(Collected data)
+ + + +

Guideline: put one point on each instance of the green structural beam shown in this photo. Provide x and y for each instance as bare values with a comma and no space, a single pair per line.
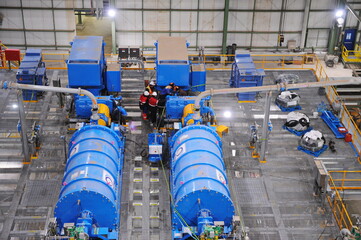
225,26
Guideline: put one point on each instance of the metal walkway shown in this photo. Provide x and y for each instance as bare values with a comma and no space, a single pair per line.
28,192
276,198
145,213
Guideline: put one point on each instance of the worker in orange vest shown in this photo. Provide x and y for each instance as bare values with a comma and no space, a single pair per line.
151,87
153,107
143,104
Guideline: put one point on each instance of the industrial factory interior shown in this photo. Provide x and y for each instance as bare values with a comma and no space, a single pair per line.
180,119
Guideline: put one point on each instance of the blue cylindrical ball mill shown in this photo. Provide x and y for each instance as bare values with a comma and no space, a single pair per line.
91,177
199,180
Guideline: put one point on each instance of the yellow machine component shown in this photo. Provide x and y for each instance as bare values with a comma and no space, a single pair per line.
104,110
221,129
188,109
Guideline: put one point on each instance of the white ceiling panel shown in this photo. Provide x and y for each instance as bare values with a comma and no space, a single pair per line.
128,4
129,39
129,20
184,21
38,19
211,4
266,21
64,19
236,4
184,4
293,21
158,20
12,19
211,21
157,4
210,39
240,21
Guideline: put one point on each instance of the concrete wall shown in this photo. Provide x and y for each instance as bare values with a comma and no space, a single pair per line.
252,24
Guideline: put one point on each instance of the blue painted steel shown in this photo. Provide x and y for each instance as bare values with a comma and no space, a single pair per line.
297,133
288,109
315,154
155,141
349,39
333,123
198,77
92,180
198,177
83,105
175,105
245,74
86,63
32,71
114,80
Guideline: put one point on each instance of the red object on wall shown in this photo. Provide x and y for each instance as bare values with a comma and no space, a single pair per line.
348,137
12,54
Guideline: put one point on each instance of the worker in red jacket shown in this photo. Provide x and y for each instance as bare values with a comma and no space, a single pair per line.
143,104
153,107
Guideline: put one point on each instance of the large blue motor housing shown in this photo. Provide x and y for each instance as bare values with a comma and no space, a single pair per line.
198,180
90,195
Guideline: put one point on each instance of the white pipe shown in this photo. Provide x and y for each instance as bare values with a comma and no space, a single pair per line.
278,87
79,91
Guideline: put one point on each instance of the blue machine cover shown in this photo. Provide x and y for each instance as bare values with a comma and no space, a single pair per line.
92,177
198,179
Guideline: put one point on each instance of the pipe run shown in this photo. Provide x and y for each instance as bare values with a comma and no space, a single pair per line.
278,87
79,91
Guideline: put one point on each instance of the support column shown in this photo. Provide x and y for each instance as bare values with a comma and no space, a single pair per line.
24,136
306,16
265,132
225,26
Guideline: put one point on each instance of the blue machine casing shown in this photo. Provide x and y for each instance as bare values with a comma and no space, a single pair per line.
83,105
198,178
31,71
86,63
92,179
245,74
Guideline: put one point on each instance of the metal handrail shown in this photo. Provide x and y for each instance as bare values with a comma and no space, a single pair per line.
338,207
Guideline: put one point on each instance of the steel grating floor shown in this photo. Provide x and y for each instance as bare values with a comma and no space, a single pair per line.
275,199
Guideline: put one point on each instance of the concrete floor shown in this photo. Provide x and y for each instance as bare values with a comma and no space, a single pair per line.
275,199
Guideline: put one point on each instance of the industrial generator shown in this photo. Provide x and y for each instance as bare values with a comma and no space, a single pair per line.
201,202
89,200
87,69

+ + + +

_Work required:_ Please give back all the records above word for word, with no pictures included.

_Answer to the exercise:_
Guideline: put one point on each instance of the green structural beam shown in this photo. Provide x and y for each instance as bare values with a comma and no space, a single pair per line.
225,26
Guideline: put one point on each instance of the metal walkway shown in this photo. Provide x and y for each instance as bare values with a comma and no space, a single pair per line.
28,192
276,198
145,213
Guideline: put one point on each instance of the worker in orange vest shown in this photo. Provide x and y for each instance as bare values with a comma and no space, a single pair per line.
151,87
153,107
143,104
Guideline: put one point on each instance of the industrial factory interior shown in this photo. Provide x and y for each instance as bare values with a comma and no space, a single pair per line.
180,119
Guideline: put one point on each instance of the blue cylindrical ball mill shown in this photo. Provide x and y for each instance as bare values with a comma and no space, a single pair per line.
91,177
199,180
Guideline: put one point on each instance of the yellow machine component shown in this photo. Provide x and y for each instance as bare values with a comma and no space, a single pair per line.
104,110
221,129
188,109
Guideline: put one point on each instance of the white ceiling panel shown in this photo. Provide x and y for each instance as bare values with a comma and no space, a single pair per line.
128,4
129,39
129,20
184,21
38,19
211,4
266,21
64,19
236,4
184,4
293,21
158,20
12,19
211,21
157,4
210,39
240,21
Guideline: put one point on each instance of the concrete wall shown in this photo. Provide x and y for each instance as bare values with a comma and no space, a single pair per line.
252,24
Guideline: put one point on each instance of the blue painted steel shown in this photo. Provide x and y for each instance as bare values with a comma and no space, a single pair per line.
297,133
288,109
315,154
155,141
349,39
333,123
198,77
92,180
198,177
83,105
175,105
245,74
86,63
32,71
114,80
Guideline: put one point on each instance of the red object on wall shown in this photo. Provide x and y for each instance as bare values with a comma and no space, a single pair per line.
348,137
12,54
Guideline: put one point on each instance of the worker in red jacket shown in this photo. Provide x and y for each instance as bare values with a comma and no space, a single pair per line.
143,104
153,107
Guideline: put one point on each instance of the large blue motor housing shown in this photo. Provide x and y for each instance as bare values with a comma and no space, a single pair per line.
198,180
90,195
Guideline: put one point on each instance of the white pipe shown in this photo. Provide x and y for each instance as bare values with a comma and no space, a single pair per line.
278,87
79,91
Guideline: put one point on each instance of the blue machine cover shown in this photo. Provide x and y for each instance as bare values with a comma and no space, a single pair per line.
92,177
198,179
Guideline: put one point on each instance of the pipe run shown in this photo. Provide x and y for each instance as bare values with a comma and no space, a single pair per line.
278,87
79,91
Guideline: put one point on each instance of the support column shown in this photo. Provide x and y for each instance as bare values with a comma and no space, a single pair per line.
24,136
306,16
265,132
225,26
Guideline: put one point on each instance of the blue machine casing shown in this photo. Provide x and y for each instance as bare values with a comma and no space, a single pair per line.
83,105
198,178
31,71
86,63
92,179
245,74
Guideline: put one point on each instance of the metal handrail shown in this photo. Provide x and y for each instance as bare values with a comma and no space, a single pair per line.
338,207
Guideline: put one point on each instance of the steel grating floor shown in this photo. Provide x and y for each instance as bare values with a comma and no space, a single pair per line.
275,199
Guideline: put one point on each instance of the concrete floor shown in this photo. Provide x and y for each instance as bare values with a comma and no space, a single pair per line.
275,199
Guideline: put one point on each instance of the industrial generator shown in this photo. Provide x and y for each instance as bare values with a comma and no space, a single pair per line.
201,202
89,200
87,69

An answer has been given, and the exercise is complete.